- _Excerpt provided_:
Commission calls for €90m more in aid for the quake-stricken country, to be drawn from EU emergency funds.
More than a month after the earthquake devastated their country, nearly one million Haitians are living in tents and makeshift shelters – a growing concern with the hurricane and rainy season approaching.
“Giving people a roof over their heads is a key priority,” said Kristalina Georgieva, the EU’s new humanitarian affairs chief. “And it needs to be a roof that can withstand the Caribbean storms.”
The commission has asked parliament and the council to approve drawing €90m from EU emergency funds to provide shelter and health care, another urgent need as many survivors are struggling to recover from severe injuries.
If approved, the new cash injection would bring the total EU aid package for Haiti to €609m. That includes contributions from individual EU countries, which continue to rise. Earlier this week, France pledged €230m in fresh aid for Haiti.
The EU is also sending 300 military police to Haiti to help build shelters. France, Italy, Spain, Portugal and the Netherlands are contributing to the force.
The deployment was announced last month in response to a request from the UN. Originally their mission was to help UN forces maintain order but the country has remained largely calm.
Hundreds of EU experts are in Haiti, coordinating contributions of food, medicine, blankets, tents, water and fuel. The aid is being distributed through the United Nations and other EU partner organisations. It has enabled the Finnish Red Cross, for example, to open a mobile medical clinic and the British aid group Oxfam to keep 15 000 Haitians supplied with clean water every day.
Development commissioner Andris Piebalgs says he will visit Haiti soon. His priority will be to help get the government fully operational.
Last month’s earthquake killed more than 200 000 people and caused billions of euros in damage. A donors conference is scheduled to take place in New York in March.

- _Exercise_: Copy out the full article on EU aid for earthquake-hit Haiti word for word, with no changes.

- _Information provided_:
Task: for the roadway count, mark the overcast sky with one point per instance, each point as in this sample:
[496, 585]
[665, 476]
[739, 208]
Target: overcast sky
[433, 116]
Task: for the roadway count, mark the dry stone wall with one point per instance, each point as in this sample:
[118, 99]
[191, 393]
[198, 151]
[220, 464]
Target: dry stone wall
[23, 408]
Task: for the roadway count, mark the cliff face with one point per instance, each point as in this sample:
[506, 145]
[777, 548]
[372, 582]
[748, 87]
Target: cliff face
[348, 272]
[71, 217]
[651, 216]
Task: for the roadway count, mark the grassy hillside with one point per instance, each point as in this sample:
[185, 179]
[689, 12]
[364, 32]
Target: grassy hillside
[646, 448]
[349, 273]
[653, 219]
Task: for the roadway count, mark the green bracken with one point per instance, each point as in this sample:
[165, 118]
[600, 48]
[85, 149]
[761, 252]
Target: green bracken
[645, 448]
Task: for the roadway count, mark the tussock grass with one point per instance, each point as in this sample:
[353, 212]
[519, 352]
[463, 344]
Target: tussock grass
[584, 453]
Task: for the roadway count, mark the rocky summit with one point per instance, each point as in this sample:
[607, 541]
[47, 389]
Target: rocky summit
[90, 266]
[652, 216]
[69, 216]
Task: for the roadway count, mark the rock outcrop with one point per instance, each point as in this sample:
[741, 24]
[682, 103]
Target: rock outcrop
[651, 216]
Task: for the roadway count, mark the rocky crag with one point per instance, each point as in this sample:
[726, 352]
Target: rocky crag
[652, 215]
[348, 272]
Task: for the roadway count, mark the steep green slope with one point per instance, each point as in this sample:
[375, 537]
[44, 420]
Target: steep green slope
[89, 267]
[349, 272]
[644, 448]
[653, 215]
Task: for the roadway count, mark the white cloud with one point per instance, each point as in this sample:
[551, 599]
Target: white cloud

- _Output for this task_:
Commission calls for €90m more in aid for the quake-stricken country, to be drawn from EU emergency funds.
More than a month after the earthquake devastated their country, nearly one million Haitians are living in tents and makeshift shelters – a growing concern with the hurricane and rainy season approaching.
“Giving people a roof over their heads is a key priority,” said Kristalina Georgieva, the EU’s new humanitarian affairs chief. “And it needs to be a roof that can withstand the Caribbean storms.”
The commission has asked parliament and the council to approve drawing €90m from EU emergency funds to provide shelter and health care, another urgent need as many survivors are struggling to recover from severe injuries.
If approved, the new cash injection would bring the total EU aid package for Haiti to €609m. That includes contributions from individual EU countries, which continue to rise. Earlier this week, France pledged €230m in fresh aid for Haiti.
The EU is also sending 300 military police to Haiti to help build shelters. France, Italy, Spain, Portugal and the Netherlands are contributing to the force.
The deployment was announced last month in response to a request from the UN. Originally their mission was to help UN forces maintain order but the country has remained largely calm.
Hundreds of EU experts are in Haiti, coordinating contributions of food, medicine, blankets, tents, water and fuel. The aid is being distributed through the United Nations and other EU partner organisations. It has enabled the Finnish Red Cross, for example, to open a mobile medical clinic and the British aid group Oxfam to keep 15 000 Haitians supplied with clean water every day.
Development commissioner Andris Piebalgs says he will visit Haiti soon. His priority will be to help get the government fully operational.
Last month’s earthquake killed more than 200 000 people and caused billions of euros in damage. A donors conference is scheduled to take place in New York in March.